> Directive
Rewrite each line of the material, replacing "minivan windshield" with "front windshield" and changing nothing else. Leave the pictures out of your answer.

Labeled shape records:

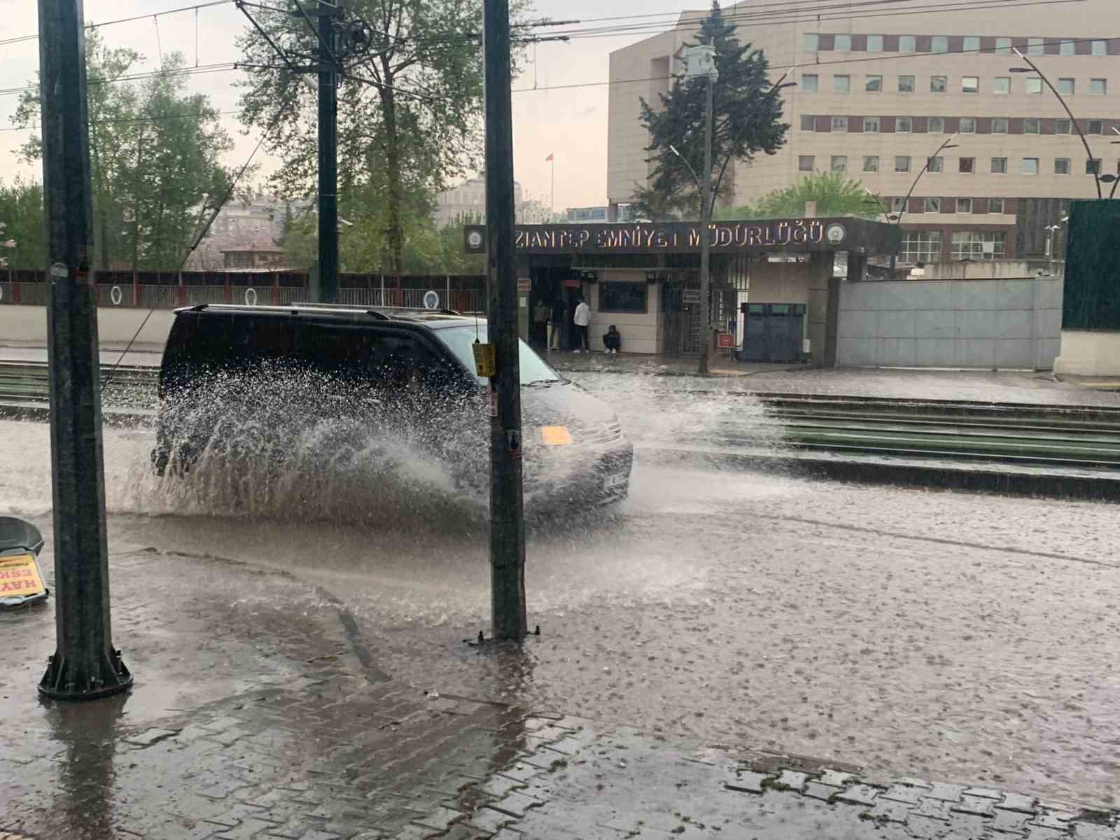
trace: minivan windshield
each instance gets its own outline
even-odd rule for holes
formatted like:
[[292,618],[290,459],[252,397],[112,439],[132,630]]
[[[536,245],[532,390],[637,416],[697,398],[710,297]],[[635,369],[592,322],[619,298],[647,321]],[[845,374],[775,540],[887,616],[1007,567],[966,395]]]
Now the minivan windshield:
[[[470,345],[475,343],[477,338],[482,343],[486,343],[486,325],[479,324],[478,327],[447,327],[445,329],[433,329],[436,335],[442,339],[451,353],[458,356],[459,361],[467,366],[470,373],[475,374],[479,382],[485,382],[486,380],[475,372],[475,353],[470,349]],[[548,362],[536,355],[536,352],[525,344],[522,339],[517,339],[521,346],[521,353],[519,354],[521,363],[521,384],[529,385],[536,382],[563,382],[564,380],[551,367],[549,367]]]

> Response
trace: front windshield
each instance gets its own outline
even-odd rule for holes
formatted like:
[[292,618],[290,459],[252,397],[112,439],[132,630]]
[[[536,245],[532,390],[637,416],[697,398],[710,297]],[[635,369],[592,322],[619,298],[647,321]],[[845,374],[775,540],[887,616],[1007,567],[966,395]]]
Now the front windshield:
[[[470,345],[475,343],[477,338],[482,343],[486,343],[486,325],[479,324],[478,327],[447,327],[445,329],[433,329],[436,335],[442,339],[451,353],[458,356],[459,361],[467,366],[470,373],[475,374],[479,382],[485,382],[486,380],[475,372],[475,353],[470,349]],[[548,362],[536,355],[536,352],[525,344],[522,339],[517,339],[521,346],[521,353],[519,354],[521,363],[521,384],[529,385],[536,382],[563,382],[564,380],[551,367],[549,367]]]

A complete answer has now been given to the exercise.